PROBLEMS TO WORK ON:
a) Answer these questions about the peppermint article:
(i) Which flavor does the article say shows up earlier each year?
(ii) In the bulleted list, which season is paired with peppermint?
(iii) According to the staff, what happens to the pumpkin spice products after each restock?
b) Please return, word for word, the stretch of the peppermint article from "Of course, that" through "snapping it up.".

------ PASSAGE ------

Peppermint is the Latest Flavor Superstar

by David Klemt

A candy cane surrounded by red smoke in a studio

Just when you think you have a handle on seasonal flavors, along comes the latest and greatest demand from consumers: peppermint.

Perhaps it’s because pumpkin spice shows up earlier each year. Maybe it’s because that hit of frosty peppermint hits the nostalgia button.

It could be as simple as consumers thinking:

  • pumpkin is for fall; and
  • peppermint is for winter.

Regardless, it appears that people are turning their attention to peppermint.

Of course, that doesn’t mean that pumpkin and pumpkin spice are out of favor completely. A recent trip to a grocer with shelves devoid of pumpkin butter and other pumpkin spice flavors show me people are still snapping it up.

And no, it wasn’t a product shift; staff says those products are flying out the door after each restock.

------ PROVIDED DATA ------

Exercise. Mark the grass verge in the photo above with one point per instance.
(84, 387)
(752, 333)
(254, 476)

------

LIST OF ANSWERS:
a)
(i) Pumpkin spice
(ii) Winter
(iii) They fly out the door.

b)
Of course, that doesn’t mean that pumpkin and pumpkin spice are out of favor completely. A recent trip to a grocer with shelves devoid of pumpkin butter and other pumpkin spice flavors show me people are still snapping it up.